• Your task: Could you update the entries below by changing every "scaffold" to "scaffolding" and leaving everything else as it is?
** START **
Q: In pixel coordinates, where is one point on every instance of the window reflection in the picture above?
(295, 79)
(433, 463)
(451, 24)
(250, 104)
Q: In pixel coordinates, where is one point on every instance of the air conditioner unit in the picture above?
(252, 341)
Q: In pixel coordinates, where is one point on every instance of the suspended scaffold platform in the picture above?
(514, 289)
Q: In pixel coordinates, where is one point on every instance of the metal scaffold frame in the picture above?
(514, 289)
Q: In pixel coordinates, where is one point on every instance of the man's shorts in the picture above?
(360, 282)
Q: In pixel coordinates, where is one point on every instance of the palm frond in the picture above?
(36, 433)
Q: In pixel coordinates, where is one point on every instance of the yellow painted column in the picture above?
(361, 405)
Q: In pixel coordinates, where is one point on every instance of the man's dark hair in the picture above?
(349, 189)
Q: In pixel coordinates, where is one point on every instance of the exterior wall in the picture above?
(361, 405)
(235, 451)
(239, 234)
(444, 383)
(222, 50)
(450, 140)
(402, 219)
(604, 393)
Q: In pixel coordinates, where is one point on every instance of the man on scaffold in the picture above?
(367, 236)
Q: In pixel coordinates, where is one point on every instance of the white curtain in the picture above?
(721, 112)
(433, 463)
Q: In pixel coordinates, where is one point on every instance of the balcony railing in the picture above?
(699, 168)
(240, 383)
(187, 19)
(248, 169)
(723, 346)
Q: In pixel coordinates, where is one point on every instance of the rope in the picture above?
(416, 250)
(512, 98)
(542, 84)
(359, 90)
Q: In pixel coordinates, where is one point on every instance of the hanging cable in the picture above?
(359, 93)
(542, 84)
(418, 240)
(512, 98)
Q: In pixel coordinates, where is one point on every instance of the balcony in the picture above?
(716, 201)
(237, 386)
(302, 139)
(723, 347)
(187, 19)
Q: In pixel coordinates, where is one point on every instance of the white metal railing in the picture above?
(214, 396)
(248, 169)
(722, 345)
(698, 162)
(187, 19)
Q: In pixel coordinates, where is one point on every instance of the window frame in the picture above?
** END **
• Completed task:
Q: In pixel coordinates, where is one point on every instance of the window reflection in the picture above?
(295, 79)
(433, 463)
(451, 24)
(250, 104)
Q: In pixel coordinates, where is one point on every instance of the air conditioner unit in the picture above?
(252, 341)
Q: In pixel coordinates, where is one point on every instance of the suspended scaffolding platform in the picture above?
(514, 289)
Q: In pixel coordinates, where is one point on every instance of the metal scaffolding frame in the picture above?
(514, 289)
Q: In pixel coordinates, where is one point on every instance of the man's shorts in the picture above?
(360, 282)
Q: In pixel coordinates, where is one point on every instance of the palm frond in the picture above?
(36, 433)
Q: In pixel coordinates, where is one point on every instance of the yellow painted column in the picture above?
(361, 405)
Q: In pixel coordinates, where is one point on every instance of the man's dark hair in the picture above?
(349, 189)
Q: In pixel coordinates, where is one point on every instance of the exterior wall in the picture above?
(361, 405)
(235, 451)
(239, 234)
(444, 383)
(222, 50)
(450, 140)
(402, 219)
(604, 393)
Q: In pixel coordinates, where is one point on every instance of the man on scaffolding in the picture above?
(367, 236)
Q: In pixel coordinates, where is one point on every instance of the white curtain in the picture above?
(721, 112)
(433, 463)
Q: In pixel coordinates, where is one point on every instance of the balcony railing in the picture above?
(699, 168)
(240, 383)
(187, 19)
(248, 169)
(723, 346)
Q: In pixel coordinates, where is one point on every instance of the rope in the picture above?
(416, 250)
(512, 98)
(542, 84)
(359, 90)
Q: In pixel coordinates, where is one point on every instance of the hanging cable in the picture above?
(359, 93)
(542, 84)
(418, 240)
(512, 98)
Q: In pixel coordinates, where is one point on every instance of the balcony in the picture above?
(716, 201)
(237, 386)
(302, 139)
(723, 347)
(187, 19)
Q: In pixel coordinates, where is one point on every instance of the white metal railing in the picture above?
(214, 396)
(248, 169)
(722, 345)
(698, 162)
(187, 19)
Q: In pixel coordinates, where is one point on every instance of the window frame in the picture above?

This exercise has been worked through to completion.